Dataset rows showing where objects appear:
****************************************

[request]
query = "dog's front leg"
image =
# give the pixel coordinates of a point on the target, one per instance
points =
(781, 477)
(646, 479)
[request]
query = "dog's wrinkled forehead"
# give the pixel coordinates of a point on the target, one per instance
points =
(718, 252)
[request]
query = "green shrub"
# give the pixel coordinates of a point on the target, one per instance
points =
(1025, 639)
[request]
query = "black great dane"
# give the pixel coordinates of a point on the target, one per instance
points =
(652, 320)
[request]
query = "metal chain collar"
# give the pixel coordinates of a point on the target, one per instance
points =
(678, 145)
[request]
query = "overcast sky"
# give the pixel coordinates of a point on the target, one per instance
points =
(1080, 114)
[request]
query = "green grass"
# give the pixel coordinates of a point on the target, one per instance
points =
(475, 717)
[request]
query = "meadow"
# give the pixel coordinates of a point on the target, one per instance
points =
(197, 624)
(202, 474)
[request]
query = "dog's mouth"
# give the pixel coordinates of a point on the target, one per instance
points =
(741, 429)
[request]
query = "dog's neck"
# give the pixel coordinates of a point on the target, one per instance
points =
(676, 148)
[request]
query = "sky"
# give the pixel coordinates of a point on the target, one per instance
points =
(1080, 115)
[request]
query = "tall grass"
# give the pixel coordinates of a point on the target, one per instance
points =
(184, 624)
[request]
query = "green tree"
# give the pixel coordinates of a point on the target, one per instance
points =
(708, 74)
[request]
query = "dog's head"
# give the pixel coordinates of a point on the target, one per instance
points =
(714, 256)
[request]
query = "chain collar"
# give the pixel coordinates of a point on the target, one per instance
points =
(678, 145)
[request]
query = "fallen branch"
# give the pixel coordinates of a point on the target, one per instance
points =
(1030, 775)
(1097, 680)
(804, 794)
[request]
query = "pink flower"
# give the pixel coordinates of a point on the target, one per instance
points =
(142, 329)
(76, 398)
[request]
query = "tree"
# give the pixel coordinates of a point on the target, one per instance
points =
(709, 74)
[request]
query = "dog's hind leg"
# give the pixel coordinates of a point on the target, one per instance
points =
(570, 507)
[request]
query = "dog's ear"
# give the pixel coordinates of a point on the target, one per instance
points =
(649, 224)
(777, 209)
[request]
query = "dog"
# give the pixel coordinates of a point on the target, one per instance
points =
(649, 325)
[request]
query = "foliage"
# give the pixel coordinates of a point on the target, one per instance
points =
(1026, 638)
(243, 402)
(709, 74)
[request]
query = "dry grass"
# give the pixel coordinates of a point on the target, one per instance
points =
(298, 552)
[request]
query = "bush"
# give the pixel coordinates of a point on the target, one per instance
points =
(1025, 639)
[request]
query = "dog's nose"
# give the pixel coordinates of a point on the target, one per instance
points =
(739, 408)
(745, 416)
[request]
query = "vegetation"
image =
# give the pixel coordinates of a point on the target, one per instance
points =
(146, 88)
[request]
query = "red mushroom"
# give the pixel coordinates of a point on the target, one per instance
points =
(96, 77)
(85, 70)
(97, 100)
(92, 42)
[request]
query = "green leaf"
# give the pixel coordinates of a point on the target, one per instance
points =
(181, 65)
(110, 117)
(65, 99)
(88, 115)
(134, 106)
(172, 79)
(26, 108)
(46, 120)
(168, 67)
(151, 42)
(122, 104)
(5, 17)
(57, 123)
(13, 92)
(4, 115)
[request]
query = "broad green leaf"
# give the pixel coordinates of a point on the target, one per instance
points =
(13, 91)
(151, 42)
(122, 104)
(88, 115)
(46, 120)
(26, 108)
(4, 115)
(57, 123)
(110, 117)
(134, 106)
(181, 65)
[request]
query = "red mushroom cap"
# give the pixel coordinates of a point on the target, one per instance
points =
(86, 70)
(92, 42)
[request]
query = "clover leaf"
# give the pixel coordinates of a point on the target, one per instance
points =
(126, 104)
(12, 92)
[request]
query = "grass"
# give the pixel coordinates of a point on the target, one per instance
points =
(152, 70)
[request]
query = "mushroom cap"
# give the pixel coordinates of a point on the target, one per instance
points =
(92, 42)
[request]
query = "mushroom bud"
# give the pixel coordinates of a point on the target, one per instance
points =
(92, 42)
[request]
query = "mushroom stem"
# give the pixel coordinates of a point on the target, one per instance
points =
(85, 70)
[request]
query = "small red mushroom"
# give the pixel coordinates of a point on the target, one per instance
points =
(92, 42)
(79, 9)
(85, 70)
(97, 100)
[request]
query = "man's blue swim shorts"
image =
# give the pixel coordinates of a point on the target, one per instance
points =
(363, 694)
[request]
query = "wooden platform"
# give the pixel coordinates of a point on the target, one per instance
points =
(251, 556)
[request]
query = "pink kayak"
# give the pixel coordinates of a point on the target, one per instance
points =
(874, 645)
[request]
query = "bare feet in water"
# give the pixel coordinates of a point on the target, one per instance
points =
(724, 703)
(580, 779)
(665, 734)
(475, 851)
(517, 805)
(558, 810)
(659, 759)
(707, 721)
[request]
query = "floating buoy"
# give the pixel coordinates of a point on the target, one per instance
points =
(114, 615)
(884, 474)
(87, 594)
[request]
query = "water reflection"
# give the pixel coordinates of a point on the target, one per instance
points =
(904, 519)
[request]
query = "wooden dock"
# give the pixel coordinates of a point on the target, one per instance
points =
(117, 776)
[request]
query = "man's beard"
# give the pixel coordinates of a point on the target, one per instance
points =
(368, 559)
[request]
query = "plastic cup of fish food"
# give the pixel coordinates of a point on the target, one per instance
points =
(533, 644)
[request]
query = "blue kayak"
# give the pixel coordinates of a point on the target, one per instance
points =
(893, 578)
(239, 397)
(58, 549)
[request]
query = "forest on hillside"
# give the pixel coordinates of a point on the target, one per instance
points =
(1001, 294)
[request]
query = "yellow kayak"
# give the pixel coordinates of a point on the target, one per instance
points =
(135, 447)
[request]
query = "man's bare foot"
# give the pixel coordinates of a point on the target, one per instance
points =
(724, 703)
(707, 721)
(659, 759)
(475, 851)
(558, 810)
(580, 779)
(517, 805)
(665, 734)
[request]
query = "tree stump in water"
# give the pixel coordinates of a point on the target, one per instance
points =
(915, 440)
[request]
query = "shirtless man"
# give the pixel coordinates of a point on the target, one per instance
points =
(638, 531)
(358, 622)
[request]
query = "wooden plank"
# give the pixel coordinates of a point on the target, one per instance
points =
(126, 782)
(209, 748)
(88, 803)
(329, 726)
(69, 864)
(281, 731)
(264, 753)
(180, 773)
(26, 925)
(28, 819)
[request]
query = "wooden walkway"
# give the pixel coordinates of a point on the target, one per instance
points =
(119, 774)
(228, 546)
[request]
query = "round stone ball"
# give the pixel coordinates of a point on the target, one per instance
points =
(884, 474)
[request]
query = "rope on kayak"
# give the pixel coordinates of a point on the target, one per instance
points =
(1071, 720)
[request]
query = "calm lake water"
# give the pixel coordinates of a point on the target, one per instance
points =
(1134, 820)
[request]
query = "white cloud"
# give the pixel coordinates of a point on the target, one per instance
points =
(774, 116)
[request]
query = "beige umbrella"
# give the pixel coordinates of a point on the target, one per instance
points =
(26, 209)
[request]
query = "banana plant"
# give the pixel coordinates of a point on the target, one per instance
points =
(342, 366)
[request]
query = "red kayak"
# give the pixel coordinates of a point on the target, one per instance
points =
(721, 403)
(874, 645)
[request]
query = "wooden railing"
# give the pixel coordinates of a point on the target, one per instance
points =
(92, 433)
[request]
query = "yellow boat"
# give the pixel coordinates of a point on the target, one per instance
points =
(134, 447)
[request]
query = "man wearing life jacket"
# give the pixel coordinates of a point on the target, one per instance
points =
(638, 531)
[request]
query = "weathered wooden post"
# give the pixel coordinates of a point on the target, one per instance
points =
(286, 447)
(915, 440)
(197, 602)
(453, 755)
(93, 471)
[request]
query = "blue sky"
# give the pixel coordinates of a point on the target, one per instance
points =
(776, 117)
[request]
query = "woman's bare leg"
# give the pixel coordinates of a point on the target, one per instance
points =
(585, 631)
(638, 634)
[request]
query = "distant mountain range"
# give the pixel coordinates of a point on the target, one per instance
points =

****************************************

Work to do: Identify every line in the listing above that contains the word "green", and copy each one. Case counts.

Output for this exercise:
query = "green shrub"
query = "green grass"
query = "green tree"
query = "green leaf"
query = "broad green leaf"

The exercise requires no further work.